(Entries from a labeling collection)
>> BEGIN

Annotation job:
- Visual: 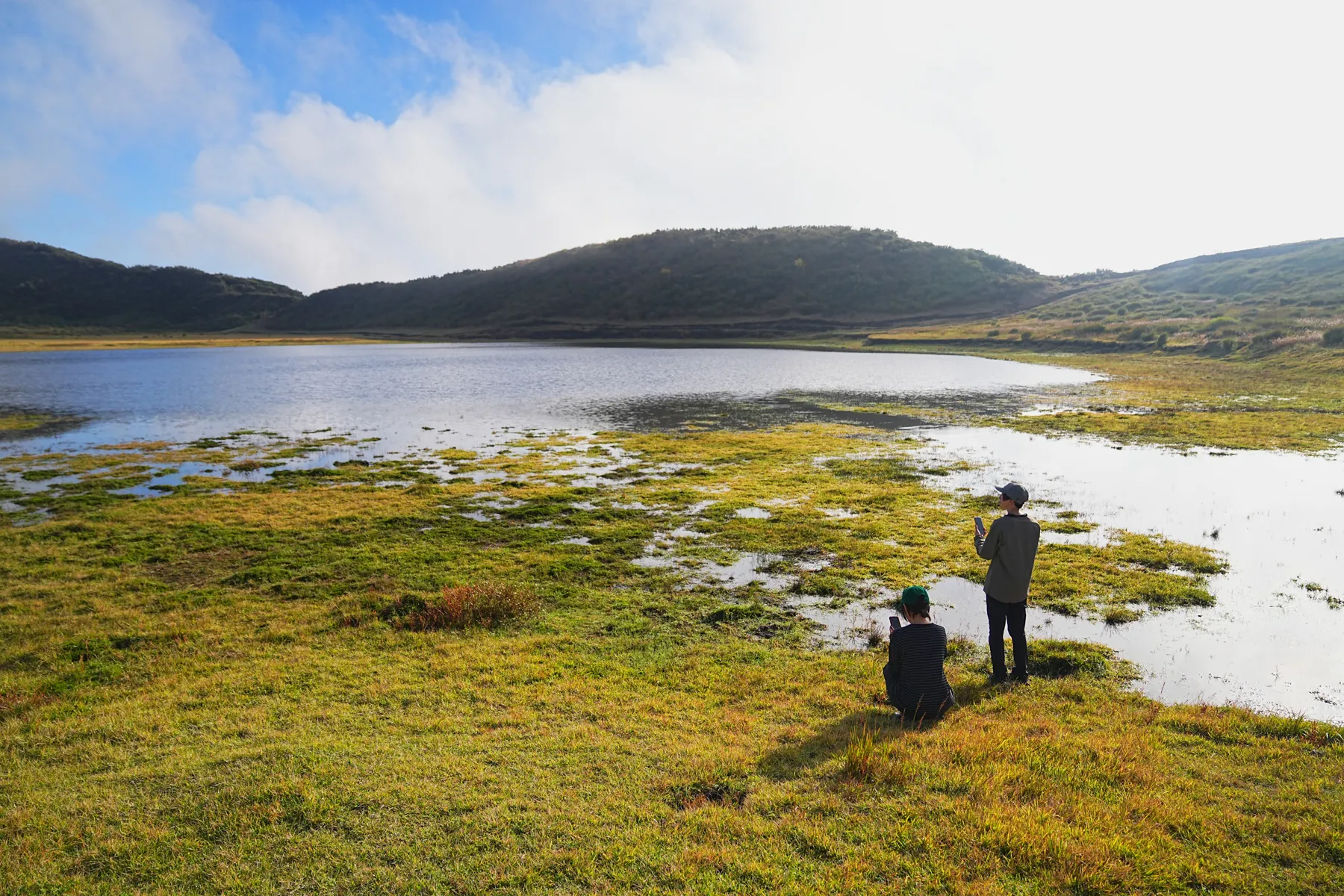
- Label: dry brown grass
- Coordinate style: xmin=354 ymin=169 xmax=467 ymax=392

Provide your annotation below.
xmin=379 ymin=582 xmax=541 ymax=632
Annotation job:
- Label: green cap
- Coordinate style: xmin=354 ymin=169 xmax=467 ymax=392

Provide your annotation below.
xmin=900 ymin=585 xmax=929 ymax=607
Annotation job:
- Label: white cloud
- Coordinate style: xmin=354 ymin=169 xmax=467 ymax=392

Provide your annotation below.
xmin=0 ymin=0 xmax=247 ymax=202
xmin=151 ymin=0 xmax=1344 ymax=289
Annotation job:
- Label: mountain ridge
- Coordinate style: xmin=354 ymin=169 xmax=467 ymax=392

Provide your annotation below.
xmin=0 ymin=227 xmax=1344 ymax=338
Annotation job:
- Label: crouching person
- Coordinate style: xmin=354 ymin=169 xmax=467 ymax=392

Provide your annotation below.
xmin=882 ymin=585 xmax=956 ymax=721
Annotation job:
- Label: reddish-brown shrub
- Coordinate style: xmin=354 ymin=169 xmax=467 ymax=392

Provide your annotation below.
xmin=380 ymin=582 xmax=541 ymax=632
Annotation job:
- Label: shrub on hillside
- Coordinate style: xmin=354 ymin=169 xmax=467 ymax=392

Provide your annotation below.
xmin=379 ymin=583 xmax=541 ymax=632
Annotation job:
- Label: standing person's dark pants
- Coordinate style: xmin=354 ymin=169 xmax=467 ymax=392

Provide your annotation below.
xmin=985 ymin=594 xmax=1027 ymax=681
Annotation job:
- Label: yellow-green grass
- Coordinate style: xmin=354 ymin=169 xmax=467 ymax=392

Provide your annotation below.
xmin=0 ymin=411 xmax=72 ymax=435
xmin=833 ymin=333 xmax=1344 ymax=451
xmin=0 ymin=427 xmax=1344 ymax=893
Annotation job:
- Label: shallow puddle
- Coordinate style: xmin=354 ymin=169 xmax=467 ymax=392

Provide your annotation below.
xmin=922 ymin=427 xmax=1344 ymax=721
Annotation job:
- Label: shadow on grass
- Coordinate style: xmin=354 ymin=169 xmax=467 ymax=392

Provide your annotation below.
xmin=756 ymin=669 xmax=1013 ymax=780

>> END

[TASK DETAILS]: Copy all of the entries above word for word, omitting the picture.

[CORRECT RESPONSE]:
Annotation job:
- Visual: 
- Label: dry brown grass
- Coordinate style: xmin=354 ymin=169 xmax=467 ymax=392

Provide your annotation below.
xmin=379 ymin=582 xmax=541 ymax=632
Annotation job:
- Label: green cap
- Coordinate style: xmin=354 ymin=169 xmax=467 ymax=392

Provide your annotation below.
xmin=900 ymin=585 xmax=929 ymax=607
Annotation job:
- Label: white cloud
- Coordinate style: xmin=354 ymin=169 xmax=467 ymax=392

Provide your annotation below.
xmin=0 ymin=0 xmax=247 ymax=202
xmin=151 ymin=0 xmax=1344 ymax=289
Annotation job:
- Label: mountain ridge
- Coordinate style: xmin=354 ymin=169 xmax=467 ymax=392

Provide your annotation below.
xmin=0 ymin=227 xmax=1344 ymax=338
Annotation job:
- Label: crouching person
- Coordinate style: xmin=354 ymin=169 xmax=467 ymax=392

Provide your annotation below.
xmin=882 ymin=585 xmax=956 ymax=721
Annotation job:
- Label: reddish-brown shrub
- Coordinate style: xmin=354 ymin=169 xmax=467 ymax=392

Provide your annotation below.
xmin=380 ymin=582 xmax=541 ymax=632
Annotation job:
- Label: shrub on hillside
- Coordinate style: xmin=354 ymin=169 xmax=467 ymax=392

Provide your annotation below.
xmin=379 ymin=583 xmax=541 ymax=632
Annotation job:
- Label: standing person's dark pants
- Coordinate style: xmin=354 ymin=169 xmax=467 ymax=392

Provide your annotation below.
xmin=985 ymin=594 xmax=1027 ymax=681
Annotation job:
- Label: yellow-green grass
- Coordinate style: xmin=354 ymin=169 xmax=467 ymax=392

Provide your annotation below.
xmin=0 ymin=411 xmax=72 ymax=435
xmin=833 ymin=333 xmax=1344 ymax=451
xmin=0 ymin=427 xmax=1344 ymax=893
Annotation job:
- Label: shallow puddle
- Coordinate style: xmin=354 ymin=169 xmax=467 ymax=392

Provide your annotation below.
xmin=922 ymin=427 xmax=1344 ymax=721
Annotation job:
- Label: shadow on grass
- Coordinate style: xmin=354 ymin=169 xmax=467 ymax=392

Provide your annotation below.
xmin=756 ymin=669 xmax=1013 ymax=780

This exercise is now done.